(Entries taken from a collection)
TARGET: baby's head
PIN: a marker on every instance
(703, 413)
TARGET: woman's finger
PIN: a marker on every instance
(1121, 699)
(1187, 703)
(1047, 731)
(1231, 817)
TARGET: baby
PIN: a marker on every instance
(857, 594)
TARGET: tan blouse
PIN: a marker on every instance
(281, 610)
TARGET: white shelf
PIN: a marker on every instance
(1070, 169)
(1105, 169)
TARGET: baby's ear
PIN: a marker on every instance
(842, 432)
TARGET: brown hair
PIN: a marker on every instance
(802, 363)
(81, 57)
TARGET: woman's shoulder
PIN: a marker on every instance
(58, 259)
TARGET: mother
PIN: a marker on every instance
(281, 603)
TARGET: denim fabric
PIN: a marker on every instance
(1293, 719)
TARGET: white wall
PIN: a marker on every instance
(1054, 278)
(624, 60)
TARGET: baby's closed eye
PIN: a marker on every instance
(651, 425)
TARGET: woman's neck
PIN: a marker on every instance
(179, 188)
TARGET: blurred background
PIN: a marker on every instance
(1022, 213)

-- REQUIREMENT --
Transcribe only what runs from the line with "TARGET: white wall" to the last line above, keeping every line exactly as written.

-- ANSWER TO THE EXERCISE --
TARGET: white wall
PIN: a marker on every instance
(1054, 278)
(624, 60)
TARGET: baby's closed eye
PIN: a marker on every instance
(651, 425)
TARGET: woman's neck
PIN: a marker on every instance
(179, 188)
TARGET: blurred background
PIN: a marker on every instance
(1022, 213)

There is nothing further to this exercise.